++++ Source extract

Meet Hana Khamfroush, our next featured young researcher in a series about some of the women attending this year’s Heidelberg Laureate Forum in September 2016.
Originally from Sanandaj in north-west Iran, Hana has a PhD in telecommunications engineering and currently works as a research associate at Penn State University in the United States.
Hana’s PhD focused on applications of network coding for geographic communications in dynamic wireless networks. Her Masters was on reducing energy consumption of routing protocols in wireless sensor networks. Hana’s current work looks at security and recovery issues of interdependent networks. More specifically, she says, “I work on modelling and analyzing cascading failures in interdependent networks and network recovery after massive disruptions.”
Hana’s proudest accomplishment is impressive indeed: she was named as one of the rising stars in electrical engineering and computer science (EECS) by MIT in 2015. But despite such an amazing background, success did not always come easily. It was, at times, difficult to maintain motivation and perseverance as a graduate student.

++++++++

» **Required actions**
a) In the Hana Khamfroush profile, what was the subject of her Masters work?
b) Reproduce the stretch of the Hana Khamfroush profile from "Meet Hana Khamfroush, our" through "in September 2016.", character for character.
c) Write the next part of the Hana Khamfroush profile, picking up after its final sentence.

++++ Supplied data

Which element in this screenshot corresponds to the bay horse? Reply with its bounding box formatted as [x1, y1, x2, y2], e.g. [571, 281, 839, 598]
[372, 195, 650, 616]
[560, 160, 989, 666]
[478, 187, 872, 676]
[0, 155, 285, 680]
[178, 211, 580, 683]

++++++++

» **Answers by item number**
a) Reducing energy consumption of routing protocols in wireless sensor networks.

b)
Meet Hana Khamfroush, our next featured young researcher in a series about some of the women attending this year’s Heidelberg Laureate Forum in September 2016.

c)
I think the biggest lesson I learned from my PhD was to stay patient and work hard toward your goals, and be sure that “Hard work pays off.” I learned not to get disappointed by defeat, instead to learn from them and always have hope for better results. In the first two year of my PhD, I was not getting very promising results for my research and I didn’t even like what I was doing. I kept working harder and changed my research topic. The last year of my PhD was the best; I got many papers accepted and it felt like everything changed! I learned a lesson: I am the only one who can help myself, so I solved my problem by finding a more interesting research problem! Don’t wait for others to help you, change your status by yourself.For HLF, Hana is particularly excited about the positive energy she finds at any conference or academic gathering. HLF is an even more amazing opportunity since she’ll get to meet some amazing new role models. She says, “it is very exciting to meet with those who were internationally known for their scientific contributions, and who actually made a change to the world.” She expects to learn a lot and bring back the positive energy when she returns home.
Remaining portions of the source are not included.